TEXT
Before the start of business, Just Security provides a curated summary of up-to-the-minute developments at home and abroad. Here’s today’s news.


Kurdish forces backed by US-coalition air power have launched an offensive to retake Mount Sinjar today, territory seized last year by ISIS and from where the militants killed, raped, and enslaved thousands of ethnic Yazidis. The offensive will deploy 7,500 Peshmerga fighters supported by thousands of lightly-armed Yazidis. [New York Times’ Michael R. Gordon; Wall Street Journal’s Ben Kesling and Ali A. Nabhan; Reuters] 

The White House will be forced to face difficult decisions on Syria this weekend at talks in Vienna, decisions it has “long resisted” but may now be unavoidable if Obama’s joint diplomatic and military strategies are to work. [Washington Post’s Karen DeYoung] 

A Russian proposal for the resolution of the Syrian conflict has failed to gain traction, receiving criticism from Western and Arab officials dissatisfied with how it addresses the Assad regime, report Farnaz Fassihi and Jay Solomon. [Wall Street Journal] 

“The police are gone, and militias have flourished, snarling traffic with checkpoints and covering lampposts with pictures of dead fighters.” Ben Hubbard explores “life after ISIS and Assad,” in a Kurdish-controled region of northern Syria. [New York Times

The United States is not losing the “war of ideas” against ISIS, argues J.M. Berger at The Atlantic.

EXERCISE PROMPT
How would you render this sentence from the news summary in Spanish: "The offensive will deploy 7,500 Peshmerga fighters supported by thousands of lightly-armed Yazidis."

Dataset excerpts
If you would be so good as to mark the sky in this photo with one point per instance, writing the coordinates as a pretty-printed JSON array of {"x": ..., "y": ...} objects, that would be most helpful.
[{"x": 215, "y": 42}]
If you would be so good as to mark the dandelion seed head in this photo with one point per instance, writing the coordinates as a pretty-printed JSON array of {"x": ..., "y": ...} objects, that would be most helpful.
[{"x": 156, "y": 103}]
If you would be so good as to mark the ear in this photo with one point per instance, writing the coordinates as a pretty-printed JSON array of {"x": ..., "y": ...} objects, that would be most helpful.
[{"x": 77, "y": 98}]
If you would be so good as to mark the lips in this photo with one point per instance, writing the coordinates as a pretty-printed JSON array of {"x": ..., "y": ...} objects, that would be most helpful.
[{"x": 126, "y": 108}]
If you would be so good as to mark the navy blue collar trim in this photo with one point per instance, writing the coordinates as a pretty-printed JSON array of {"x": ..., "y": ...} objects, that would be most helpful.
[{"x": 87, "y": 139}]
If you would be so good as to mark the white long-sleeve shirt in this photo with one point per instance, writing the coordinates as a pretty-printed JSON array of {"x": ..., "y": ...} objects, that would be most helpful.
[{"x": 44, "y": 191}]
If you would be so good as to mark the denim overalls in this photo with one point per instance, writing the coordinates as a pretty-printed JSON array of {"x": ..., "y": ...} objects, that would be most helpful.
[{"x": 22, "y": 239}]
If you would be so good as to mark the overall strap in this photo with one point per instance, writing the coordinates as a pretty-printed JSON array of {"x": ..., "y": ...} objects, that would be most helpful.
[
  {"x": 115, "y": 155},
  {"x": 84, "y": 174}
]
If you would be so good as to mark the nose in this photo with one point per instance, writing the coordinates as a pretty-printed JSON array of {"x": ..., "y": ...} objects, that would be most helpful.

ANSWER AREA
La ofensiva desplegará a 7.500 combatientes peshmerga apoyados por miles de yazidíes con armamento ligero.